• **Prompt**
After finding the line with "Query: tractor headlight" in the entries below, retype exactly each line from there through the line with "pixel 100 307.", including that final line.

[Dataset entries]

---

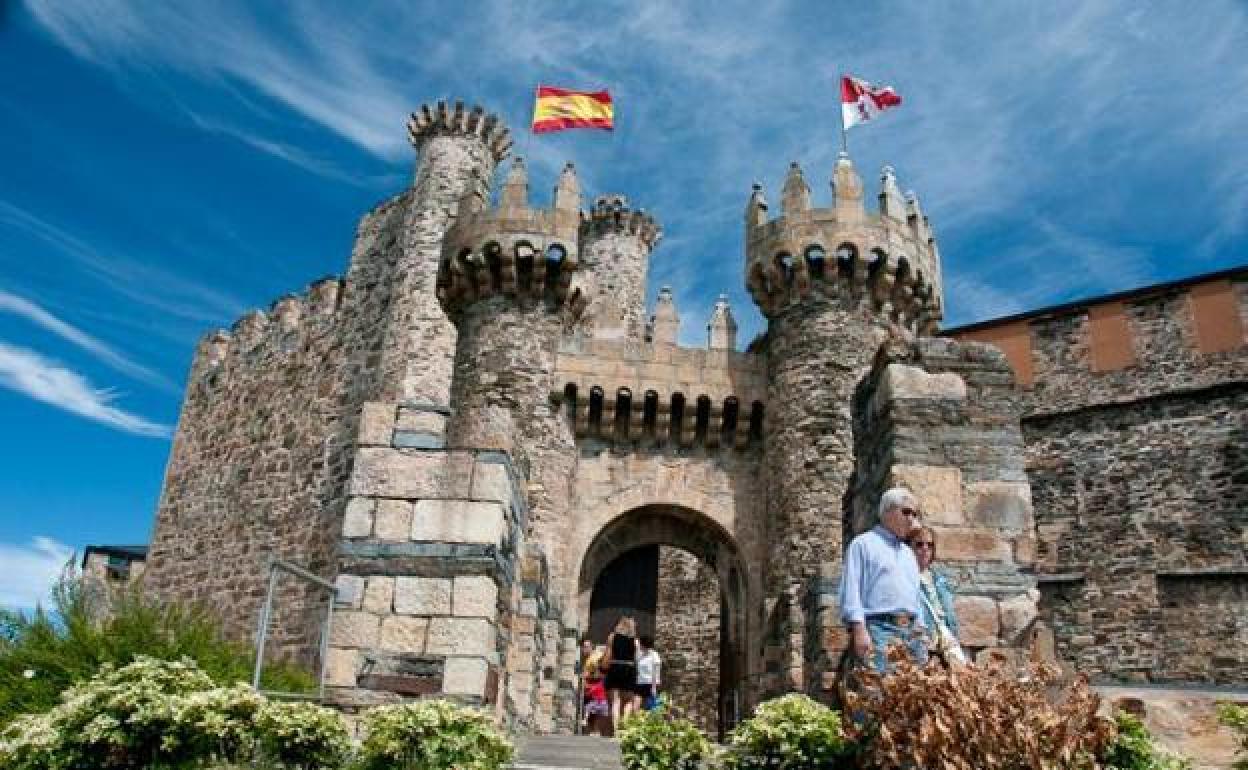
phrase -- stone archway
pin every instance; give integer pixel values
(713, 548)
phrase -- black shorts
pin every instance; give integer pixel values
(622, 677)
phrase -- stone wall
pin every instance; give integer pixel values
(688, 635)
(1136, 426)
(941, 418)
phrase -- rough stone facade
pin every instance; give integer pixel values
(479, 419)
(1136, 427)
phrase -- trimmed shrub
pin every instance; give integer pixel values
(44, 653)
(1236, 718)
(793, 731)
(432, 735)
(301, 735)
(657, 740)
(1133, 749)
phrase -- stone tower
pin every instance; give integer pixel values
(834, 283)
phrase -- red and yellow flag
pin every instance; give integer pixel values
(558, 109)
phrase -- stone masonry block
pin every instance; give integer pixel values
(1001, 504)
(341, 667)
(979, 620)
(411, 473)
(380, 595)
(939, 489)
(355, 629)
(458, 522)
(351, 592)
(432, 423)
(461, 637)
(492, 482)
(464, 677)
(392, 521)
(962, 544)
(901, 381)
(358, 519)
(422, 595)
(1017, 613)
(402, 634)
(376, 424)
(474, 597)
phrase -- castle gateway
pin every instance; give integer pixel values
(487, 442)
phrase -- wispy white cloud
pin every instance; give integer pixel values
(1058, 107)
(31, 375)
(33, 312)
(142, 282)
(30, 572)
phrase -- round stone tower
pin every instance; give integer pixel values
(615, 245)
(834, 283)
(458, 150)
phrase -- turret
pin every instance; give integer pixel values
(509, 281)
(615, 250)
(721, 327)
(665, 322)
(882, 263)
(457, 150)
(834, 285)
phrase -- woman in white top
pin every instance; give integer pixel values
(648, 674)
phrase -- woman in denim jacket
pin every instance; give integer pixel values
(936, 602)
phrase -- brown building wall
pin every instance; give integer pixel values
(1136, 428)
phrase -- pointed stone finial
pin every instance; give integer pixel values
(756, 207)
(567, 192)
(721, 327)
(795, 196)
(891, 204)
(516, 189)
(665, 322)
(846, 189)
(917, 219)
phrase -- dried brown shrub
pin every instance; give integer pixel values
(977, 718)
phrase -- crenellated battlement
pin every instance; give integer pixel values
(513, 250)
(885, 261)
(612, 214)
(662, 394)
(443, 120)
(282, 330)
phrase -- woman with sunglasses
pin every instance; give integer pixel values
(936, 602)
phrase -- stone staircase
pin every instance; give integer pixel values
(567, 753)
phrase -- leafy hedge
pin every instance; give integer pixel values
(658, 740)
(49, 650)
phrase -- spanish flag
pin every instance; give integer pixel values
(558, 109)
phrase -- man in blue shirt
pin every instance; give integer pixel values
(880, 600)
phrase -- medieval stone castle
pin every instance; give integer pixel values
(487, 443)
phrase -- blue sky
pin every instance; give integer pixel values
(166, 166)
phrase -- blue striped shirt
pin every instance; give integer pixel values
(881, 575)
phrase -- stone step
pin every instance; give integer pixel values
(567, 753)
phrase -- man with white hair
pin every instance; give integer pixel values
(880, 594)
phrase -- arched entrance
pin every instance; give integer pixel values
(660, 563)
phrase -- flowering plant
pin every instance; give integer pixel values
(657, 740)
(432, 735)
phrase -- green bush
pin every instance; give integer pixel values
(1133, 749)
(169, 714)
(46, 652)
(1236, 718)
(432, 735)
(794, 733)
(655, 740)
(301, 735)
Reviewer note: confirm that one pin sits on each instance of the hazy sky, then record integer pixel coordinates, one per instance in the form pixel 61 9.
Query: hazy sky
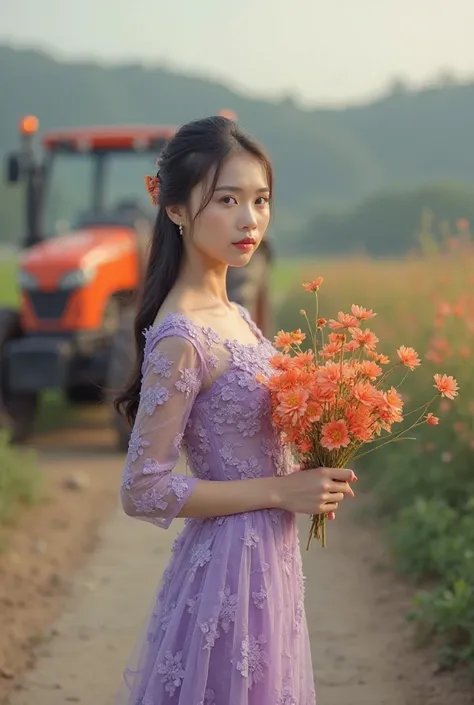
pixel 319 50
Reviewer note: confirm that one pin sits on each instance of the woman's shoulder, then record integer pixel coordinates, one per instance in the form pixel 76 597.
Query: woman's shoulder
pixel 176 331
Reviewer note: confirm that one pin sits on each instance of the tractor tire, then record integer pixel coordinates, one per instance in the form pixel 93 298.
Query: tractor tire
pixel 84 394
pixel 120 367
pixel 18 411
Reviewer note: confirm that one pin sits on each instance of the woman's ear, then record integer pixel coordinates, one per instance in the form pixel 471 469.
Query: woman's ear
pixel 177 214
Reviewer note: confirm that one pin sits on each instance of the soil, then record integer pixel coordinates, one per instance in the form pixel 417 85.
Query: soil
pixel 79 576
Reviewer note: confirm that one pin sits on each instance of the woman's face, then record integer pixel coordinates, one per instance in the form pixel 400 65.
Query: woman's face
pixel 232 225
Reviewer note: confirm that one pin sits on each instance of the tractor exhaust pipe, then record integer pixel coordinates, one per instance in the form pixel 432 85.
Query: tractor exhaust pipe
pixel 24 167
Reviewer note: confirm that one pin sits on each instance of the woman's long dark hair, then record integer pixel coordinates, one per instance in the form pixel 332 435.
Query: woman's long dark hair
pixel 197 149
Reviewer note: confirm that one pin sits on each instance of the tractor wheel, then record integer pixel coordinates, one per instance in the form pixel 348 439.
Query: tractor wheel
pixel 17 410
pixel 121 361
pixel 84 394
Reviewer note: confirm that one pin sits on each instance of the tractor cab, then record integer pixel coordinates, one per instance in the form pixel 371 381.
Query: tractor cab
pixel 87 228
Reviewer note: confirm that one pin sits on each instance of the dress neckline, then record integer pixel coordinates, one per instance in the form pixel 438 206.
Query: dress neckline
pixel 208 330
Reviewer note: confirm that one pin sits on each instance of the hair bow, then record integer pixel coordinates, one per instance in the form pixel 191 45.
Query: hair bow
pixel 152 185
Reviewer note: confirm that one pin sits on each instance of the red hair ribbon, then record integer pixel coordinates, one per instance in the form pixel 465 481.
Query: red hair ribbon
pixel 152 185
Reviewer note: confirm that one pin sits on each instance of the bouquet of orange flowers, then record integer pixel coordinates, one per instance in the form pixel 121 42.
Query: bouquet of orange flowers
pixel 329 400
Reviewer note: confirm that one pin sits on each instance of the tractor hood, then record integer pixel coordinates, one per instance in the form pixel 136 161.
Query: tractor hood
pixel 48 261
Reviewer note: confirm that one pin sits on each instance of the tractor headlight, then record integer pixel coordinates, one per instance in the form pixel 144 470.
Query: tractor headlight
pixel 77 278
pixel 27 281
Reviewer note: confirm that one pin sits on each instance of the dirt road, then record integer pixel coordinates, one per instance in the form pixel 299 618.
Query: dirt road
pixel 362 650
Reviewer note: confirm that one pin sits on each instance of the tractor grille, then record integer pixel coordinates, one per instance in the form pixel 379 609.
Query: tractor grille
pixel 49 305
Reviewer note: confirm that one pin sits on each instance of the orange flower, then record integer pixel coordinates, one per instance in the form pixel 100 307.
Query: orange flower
pixel 364 338
pixel 293 403
pixel 314 411
pixel 328 377
pixel 351 346
pixel 378 357
pixel 335 435
pixel 298 336
pixel 303 360
pixel 283 340
pixel 432 420
pixel 281 362
pixel 408 357
pixel 314 285
pixel 344 320
pixel 361 313
pixel 304 446
pixel 389 407
pixel 446 386
pixel 330 350
pixel 359 422
pixel 370 369
pixel 365 393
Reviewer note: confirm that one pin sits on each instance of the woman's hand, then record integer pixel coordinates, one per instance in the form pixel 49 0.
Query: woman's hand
pixel 316 490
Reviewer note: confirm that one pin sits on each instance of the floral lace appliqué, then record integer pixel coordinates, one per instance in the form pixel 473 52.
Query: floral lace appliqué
pixel 153 397
pixel 160 363
pixel 189 382
pixel 253 659
pixel 172 671
pixel 136 445
pixel 201 554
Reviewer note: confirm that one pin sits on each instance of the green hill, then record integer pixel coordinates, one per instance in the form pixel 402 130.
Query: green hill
pixel 323 158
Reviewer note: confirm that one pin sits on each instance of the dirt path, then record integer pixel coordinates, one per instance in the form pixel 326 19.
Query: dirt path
pixel 362 650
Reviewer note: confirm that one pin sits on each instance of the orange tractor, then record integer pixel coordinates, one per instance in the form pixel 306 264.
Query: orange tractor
pixel 77 278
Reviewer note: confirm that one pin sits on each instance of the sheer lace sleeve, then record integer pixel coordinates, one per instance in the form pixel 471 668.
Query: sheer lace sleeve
pixel 172 376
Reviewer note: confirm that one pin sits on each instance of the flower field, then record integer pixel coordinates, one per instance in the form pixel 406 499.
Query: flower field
pixel 423 488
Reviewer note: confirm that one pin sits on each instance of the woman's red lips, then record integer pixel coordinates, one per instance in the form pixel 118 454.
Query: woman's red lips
pixel 245 241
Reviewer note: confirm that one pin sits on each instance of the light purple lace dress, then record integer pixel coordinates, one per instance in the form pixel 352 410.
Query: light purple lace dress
pixel 228 626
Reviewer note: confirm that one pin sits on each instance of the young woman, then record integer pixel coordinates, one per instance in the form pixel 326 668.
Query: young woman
pixel 228 626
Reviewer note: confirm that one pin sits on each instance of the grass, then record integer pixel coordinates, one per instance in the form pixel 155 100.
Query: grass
pixel 8 288
pixel 423 490
pixel 20 483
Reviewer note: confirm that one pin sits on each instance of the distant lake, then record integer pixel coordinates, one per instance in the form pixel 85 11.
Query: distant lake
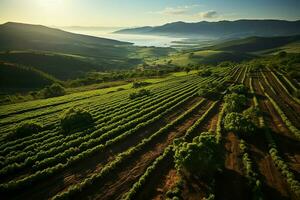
pixel 138 40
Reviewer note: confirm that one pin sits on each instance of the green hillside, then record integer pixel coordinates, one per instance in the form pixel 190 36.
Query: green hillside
pixel 254 44
pixel 17 78
pixel 59 66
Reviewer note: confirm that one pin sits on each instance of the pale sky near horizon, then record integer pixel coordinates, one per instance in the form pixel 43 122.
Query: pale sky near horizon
pixel 125 13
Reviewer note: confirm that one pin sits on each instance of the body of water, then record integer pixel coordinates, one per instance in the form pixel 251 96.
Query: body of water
pixel 138 40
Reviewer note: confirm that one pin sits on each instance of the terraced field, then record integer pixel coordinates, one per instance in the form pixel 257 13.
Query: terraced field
pixel 128 153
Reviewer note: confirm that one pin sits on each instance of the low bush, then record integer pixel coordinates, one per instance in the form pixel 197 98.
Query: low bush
pixel 202 157
pixel 236 122
pixel 74 119
pixel 25 129
pixel 54 90
pixel 140 93
pixel 205 73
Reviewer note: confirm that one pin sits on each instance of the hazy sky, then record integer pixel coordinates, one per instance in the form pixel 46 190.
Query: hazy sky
pixel 124 13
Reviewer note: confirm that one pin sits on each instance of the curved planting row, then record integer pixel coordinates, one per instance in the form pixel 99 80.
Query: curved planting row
pixel 91 148
pixel 77 189
pixel 138 186
pixel 284 118
pixel 279 162
pixel 288 109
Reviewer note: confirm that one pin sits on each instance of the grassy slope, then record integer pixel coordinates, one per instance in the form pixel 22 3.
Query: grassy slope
pixel 16 77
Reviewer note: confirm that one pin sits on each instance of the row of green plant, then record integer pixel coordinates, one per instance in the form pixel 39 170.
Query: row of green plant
pixel 76 189
pixel 96 149
pixel 84 144
pixel 145 106
pixel 62 106
pixel 279 162
pixel 252 176
pixel 111 109
pixel 284 118
pixel 137 186
pixel 293 95
pixel 131 194
pixel 242 121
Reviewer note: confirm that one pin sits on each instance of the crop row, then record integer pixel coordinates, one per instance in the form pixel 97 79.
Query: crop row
pixel 284 87
pixel 86 145
pixel 252 177
pixel 112 118
pixel 284 118
pixel 279 162
pixel 99 147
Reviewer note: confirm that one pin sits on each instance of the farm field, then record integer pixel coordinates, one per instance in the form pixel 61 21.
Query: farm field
pixel 129 151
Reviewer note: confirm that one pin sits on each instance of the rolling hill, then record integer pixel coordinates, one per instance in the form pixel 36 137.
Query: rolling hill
pixel 221 29
pixel 254 44
pixel 66 55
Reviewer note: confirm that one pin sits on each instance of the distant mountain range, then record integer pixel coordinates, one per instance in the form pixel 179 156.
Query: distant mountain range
pixel 221 29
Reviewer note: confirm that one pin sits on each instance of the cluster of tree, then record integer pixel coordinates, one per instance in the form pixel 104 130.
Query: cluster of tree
pixel 139 84
pixel 238 123
pixel 202 157
pixel 74 119
pixel 140 93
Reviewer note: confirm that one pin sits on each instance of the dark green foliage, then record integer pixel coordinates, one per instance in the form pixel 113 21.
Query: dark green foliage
pixel 139 84
pixel 187 69
pixel 237 123
pixel 205 73
pixel 54 90
pixel 211 90
pixel 18 78
pixel 252 113
pixel 202 157
pixel 239 89
pixel 25 129
pixel 175 191
pixel 74 119
pixel 235 102
pixel 140 93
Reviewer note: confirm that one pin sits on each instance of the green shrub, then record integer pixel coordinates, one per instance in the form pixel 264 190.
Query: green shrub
pixel 140 93
pixel 202 157
pixel 139 84
pixel 235 102
pixel 237 123
pixel 252 113
pixel 74 119
pixel 25 129
pixel 239 89
pixel 54 90
pixel 205 73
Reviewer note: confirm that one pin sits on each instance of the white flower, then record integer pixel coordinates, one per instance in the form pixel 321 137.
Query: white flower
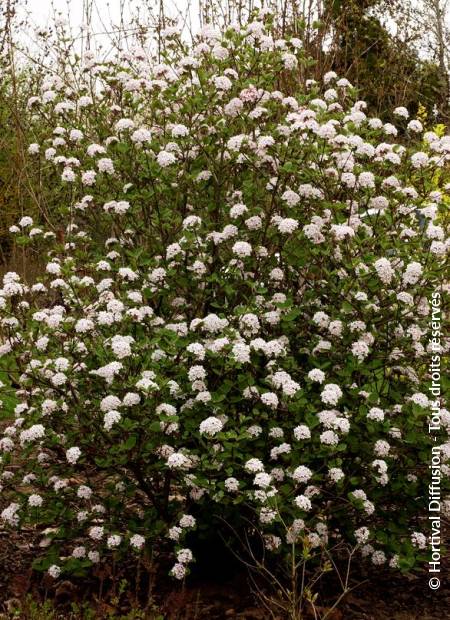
pixel 137 541
pixel 54 571
pixel 35 500
pixel 331 394
pixel 73 454
pixel 302 432
pixel 242 249
pixel 165 159
pixel 113 541
pixel 302 474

---

• **Result for this exercise**
Query: tractor headlight
pixel 77 278
pixel 27 281
Reviewer note: confirm that one pin sits on each instance of the dirt road, then record integer pixel coordinates, one per instance in the form pixel 299 618.
Query: dirt road
pixel 362 650
Reviewer note: confirm that one pin sits on each instance of the tractor grille, then record integer pixel coordinates, one per instance in the form pixel 379 609.
Query: tractor grille
pixel 49 305
Reviewer note: confirm that one pin sits on each instance of the orange flower, then record integer pixel coordinates, one per instance in the form pixel 100 307.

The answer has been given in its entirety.